*Excerpted passage:*
— BEGIN —

Implementation:InternLM Lmdeploy AttentionIterator
| Knowledge Sources | |
|---|---|
| Domains | GPU_Kernels, Attention |
| Last Updated | 2026-02-07 15:00 GMT |
Overview
Base iterator classes for loading KV cache tiles from global memory to shared memory, including thread-map-based offset computation and a combiner for pairing data and quantization parameter iterators.
Description
BaseGmemIterator establishes the common pattern for global-to-shared-memory KV tile loading. It uses a Map type to compute per-thread (offset_s, offset_c) coordinates and provides SetSmem to bind a shared memory target and ClearSmem to zero-initialize shared memory tiles. BaseSmemIterator wraps a shared memory pointer with a layout accessor. CombinedIterator composes two iterators (typically data + quantization parameters) into a single unit with unified Prefetch, Load, Save, and ClearSmem interfaces.
Usage
BaseGmemIterator is the base for architecture-specific iterators (Sm70GmemIterator, Sm80GmemIterator). CombinedIterator is used when KV quantization is enabled to pair data and parameter loading.

— END —

Edit the attention iterator page by rewriting the part between "Implementation:InternLM Lmdeploy AttentionIterator" and "and ClearSmem interfaces.", inclusive, with "ClearSmem" replaced by "ResetSmem".

Recorded data

— BEGIN —

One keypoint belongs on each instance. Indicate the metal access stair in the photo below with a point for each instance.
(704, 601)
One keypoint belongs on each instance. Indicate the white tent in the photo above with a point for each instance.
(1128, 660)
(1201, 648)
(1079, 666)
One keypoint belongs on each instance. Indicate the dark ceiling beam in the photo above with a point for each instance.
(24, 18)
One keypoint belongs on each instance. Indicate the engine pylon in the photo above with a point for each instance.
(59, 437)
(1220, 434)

— END —

*Answer for the task:*
Implementation:InternLM Lmdeploy AttentionIterator
| Knowledge Sources | |
|---|---|
| Domains | GPU_Kernels, Attention |
| Last Updated | 2026-02-07 15:00 GMT |
Overview
Base iterator classes for loading KV cache tiles from global memory to shared memory, including thread-map-based offset computation and a combiner for pairing data and quantization parameter iterators.
Description
BaseGmemIterator establishes the common pattern for global-to-shared-memory KV tile loading. It uses a Map type to compute per-thread (offset_s, offset_c) coordinates and provides SetSmem to bind a shared memory target and ResetSmem to zero-initialize shared memory tiles. BaseSmemIterator wraps a shared memory pointer with a layout accessor. CombinedIterator composes two iterators (typically data + quantization parameters) into a single unit with unified Prefetch, Load, Save, and ResetSmem interfaces.